- _Written exercise 1_
From the commit notes below, output the passage between "Got rid of manual" and "14:14:40 +0000 (15:14 +0100)", inclusive, copied word for word.

- _Excerpt_
_ _ _ _ _ _ _
Got rid of manual memory management in the PME overlap structures
authorAleksei Iupinov <a.yupinov@gmail.com>
Tue, 28 Nov 2017 14:14:40 +0000 (15:14 +0100)
committerBerk Hess <hess@kth.se>
Thu, 18 Jan 2018 21:16:31 +0000 (22:16 +0100)
Also moved a couple of fields (send_id, recv_id) to the proper
place.

Change-Id: I372d82b703349c65fd86257795d958a8b38c98b8

src/gromacs/ewald/pme-grid.cpp
src/gromacs/ewald/pme-internal.h
src/gromacs/ewald/pme-spread.cpp
src/gromacs/ewald/pme.cpp

index 937584ca6192a64b3cb28d7349db84a7ca9907eb..dcf2a06c3cc624a15b3e362bd18e82faf033580b 100644 (file)
@@ -3,7 +3,7 @@
  *
  * Copyright (c) 1991-2000, University of Groningen, The Netherlands.
  * Copyright (c) 2001-2004, The GROMACS development team.
- * Copyright (c) 2013,2014,2015,2016,2017, by the GROMACS development team, led by
+ * Copyright (c) 2013,2014,2015,2016,2017,2018, by the GROMACS development team, led by
  * Mark Abraham, David van der Spoel, Berk Hess, and Erik Lindahl,
  * and including many others, as listed in the AUTHORS file in the
  * top-level source directory and at http://www.gromacs.org.
@@ -73,22 +73,22 @@ void gmx_sum_qgrid_dd(struct gmx_pme_t *pme, real *grid, int direction)
     int            recv_index0, recv_nindex;
     MPI_Status     stat;
     int            i, j, k, ix, iy, iz, icnt;
-    int            ipulse, send_id, recv_id, datasize;
+    int            send_id, recv_id, datasize;
     real          *p;
     real          *sendptr, *recvptr;
 
     /* Start with minor-rank communication. This is a bit of a pain since it is not contiguous */
     overlap = &pme->overlap[1];
 
-    for (ipulse = 0; ipulse < overlap->noverlap_nodes; ipulse++)
_ _ _ _ _ _ _
- _Excerpted data_
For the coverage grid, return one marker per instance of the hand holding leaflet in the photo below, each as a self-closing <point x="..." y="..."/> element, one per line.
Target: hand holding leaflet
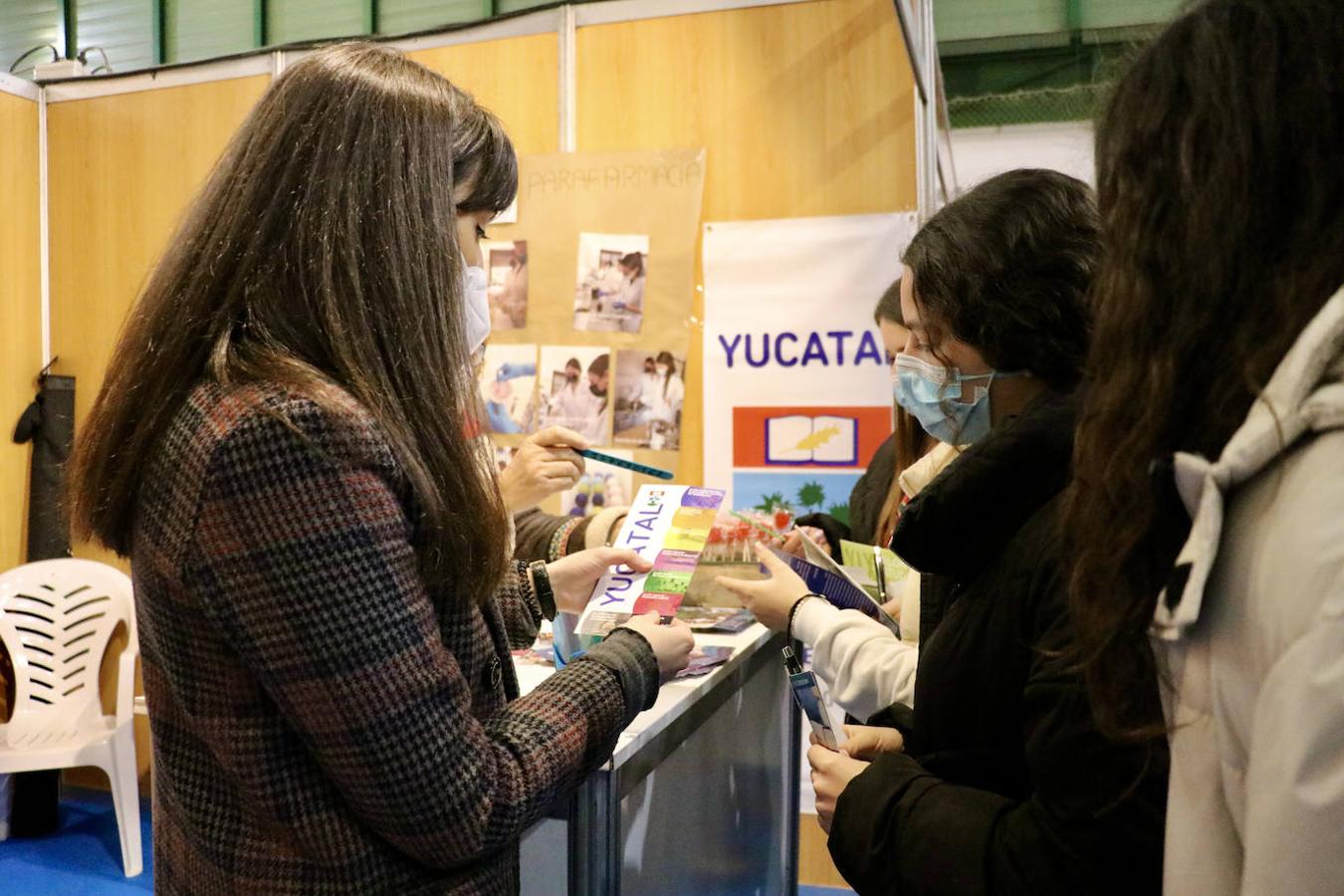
<point x="826" y="577"/>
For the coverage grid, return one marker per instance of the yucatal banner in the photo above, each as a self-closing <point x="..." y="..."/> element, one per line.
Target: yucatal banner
<point x="797" y="392"/>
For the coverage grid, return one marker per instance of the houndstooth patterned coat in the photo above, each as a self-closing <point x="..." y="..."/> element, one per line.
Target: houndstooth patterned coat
<point x="323" y="723"/>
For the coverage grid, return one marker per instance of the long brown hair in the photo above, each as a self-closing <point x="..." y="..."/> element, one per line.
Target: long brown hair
<point x="910" y="441"/>
<point x="323" y="253"/>
<point x="1221" y="179"/>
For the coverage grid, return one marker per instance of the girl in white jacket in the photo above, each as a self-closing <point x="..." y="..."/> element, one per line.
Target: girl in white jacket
<point x="1207" y="510"/>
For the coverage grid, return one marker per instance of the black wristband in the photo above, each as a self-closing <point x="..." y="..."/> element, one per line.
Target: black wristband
<point x="793" y="611"/>
<point x="542" y="585"/>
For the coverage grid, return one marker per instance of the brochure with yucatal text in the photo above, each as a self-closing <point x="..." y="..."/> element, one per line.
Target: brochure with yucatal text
<point x="667" y="524"/>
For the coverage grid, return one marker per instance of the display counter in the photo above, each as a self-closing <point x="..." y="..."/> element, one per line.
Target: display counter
<point x="699" y="796"/>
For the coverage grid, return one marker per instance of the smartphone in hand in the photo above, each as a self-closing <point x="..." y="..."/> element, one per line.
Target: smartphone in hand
<point x="808" y="695"/>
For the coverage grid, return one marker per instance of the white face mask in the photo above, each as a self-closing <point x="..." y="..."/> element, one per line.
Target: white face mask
<point x="476" y="295"/>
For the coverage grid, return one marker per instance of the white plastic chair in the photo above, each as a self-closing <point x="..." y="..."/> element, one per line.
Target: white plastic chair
<point x="56" y="621"/>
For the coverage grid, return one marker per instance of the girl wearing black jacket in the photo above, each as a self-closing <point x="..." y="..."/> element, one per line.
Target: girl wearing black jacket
<point x="998" y="782"/>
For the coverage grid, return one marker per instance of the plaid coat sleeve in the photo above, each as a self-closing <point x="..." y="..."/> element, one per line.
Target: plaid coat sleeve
<point x="519" y="606"/>
<point x="304" y="559"/>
_ _ _ _ _ _ _
- _Written exercise 2_
Return, unchanged, the lines of the records between the line holding "the girl wearing" and the final line of the records, inclusive.

- _Complete response 1_
Got rid of manual memory management in the PME overlap structures
authorAleksei Iupinov <a.yupinov@gmail.com>
Tue, 28 Nov 2017 14:14:40 +0000 (15:14 +0100)

- _Complete response 2_
For the coverage grid, return one marker per instance of the girl wearing black jacket in the photo above, each as a self-closing <point x="..." y="..."/> element, one per line.
Target: girl wearing black jacket
<point x="998" y="782"/>
For the coverage grid, return one marker per instance of the plaid coat sleeve in the photo above, each as a self-closing <point x="..." y="..."/> element, one per line.
Target: plaid coat sleeve
<point x="519" y="606"/>
<point x="304" y="559"/>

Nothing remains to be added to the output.